§ **TASK OBJECTIVE**
Of the lines below, copy those that hold the word "pair".
------------------------------------------------------------------------
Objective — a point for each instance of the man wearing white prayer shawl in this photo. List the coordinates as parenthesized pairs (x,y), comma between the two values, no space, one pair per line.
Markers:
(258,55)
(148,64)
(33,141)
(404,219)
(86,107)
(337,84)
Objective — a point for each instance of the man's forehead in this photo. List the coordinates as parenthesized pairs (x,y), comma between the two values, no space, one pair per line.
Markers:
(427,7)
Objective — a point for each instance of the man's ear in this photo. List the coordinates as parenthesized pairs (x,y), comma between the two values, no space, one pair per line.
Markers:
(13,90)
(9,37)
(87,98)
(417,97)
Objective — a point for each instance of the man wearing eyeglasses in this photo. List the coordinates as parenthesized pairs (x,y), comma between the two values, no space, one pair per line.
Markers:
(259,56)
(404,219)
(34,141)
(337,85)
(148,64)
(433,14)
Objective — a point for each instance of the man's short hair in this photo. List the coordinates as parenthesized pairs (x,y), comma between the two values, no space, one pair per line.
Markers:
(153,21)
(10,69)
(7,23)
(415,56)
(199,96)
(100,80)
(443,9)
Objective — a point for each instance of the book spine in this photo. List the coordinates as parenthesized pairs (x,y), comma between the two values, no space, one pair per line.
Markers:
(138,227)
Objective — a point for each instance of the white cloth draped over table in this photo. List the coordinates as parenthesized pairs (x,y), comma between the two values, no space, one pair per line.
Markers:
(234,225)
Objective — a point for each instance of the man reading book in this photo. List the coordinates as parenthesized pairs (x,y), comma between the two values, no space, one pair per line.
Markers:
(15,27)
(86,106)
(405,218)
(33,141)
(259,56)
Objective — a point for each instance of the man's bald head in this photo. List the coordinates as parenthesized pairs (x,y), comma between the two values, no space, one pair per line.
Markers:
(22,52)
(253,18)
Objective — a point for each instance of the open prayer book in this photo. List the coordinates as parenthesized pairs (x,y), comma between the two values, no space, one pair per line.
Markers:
------------------------------------------------------------------------
§ **SOLUTION FOR THIS TASK**
Objective — a point for each instance of the man wearing white prayer shawl in this photo. List the coordinates as parenthesized pairs (x,y), comma between the two values, no space, one pair per line.
Objective — a point for each instance of the man's forehead in this photo. List the coordinates as parenthesized pairs (x,y), comma between the two values, no space, one pair per line.
Objective — a point for each instance of the man's ear in this photo. List the coordinates as parenthesized pairs (x,y), comma between the two values, no space, one pair per line.
Objective — a point for each instance of the man wearing eyeglasses in this photo. List the coordinates as parenthesized pairs (x,y), comma between the two values, no space, one pair per line.
Objective — a point for each instance of the man's short hair in this photo. List the coordinates as parenthesized pairs (x,y), comma between the two values, no space, one pair per line.
Objective — a point for each instance of the book spine in this photo. List the coordinates as parenthesized pairs (x,y), comma between the two values, no space, one pair per line.
Objective — a point for each instance of the white cloth draped over table in this photo. List the coordinates as parenthesized pairs (x,y), comma between the two values, no space, one pair per line.
Objective — a point for each instance of the man reading book in this photo. List the coordinates as parenthesized pairs (x,y), comma between the two values, no space, one pair per line.
Objective — a point for each instance of the man's bald head in this photo. List the coordinates as parenthesized pairs (x,y), comma between the two values, no space, one pair per line.
Objective — a point for each instance of the open prayer book in this photo. List the coordinates as parenthesized pairs (x,y), comma between the two values, no space, one pair per line.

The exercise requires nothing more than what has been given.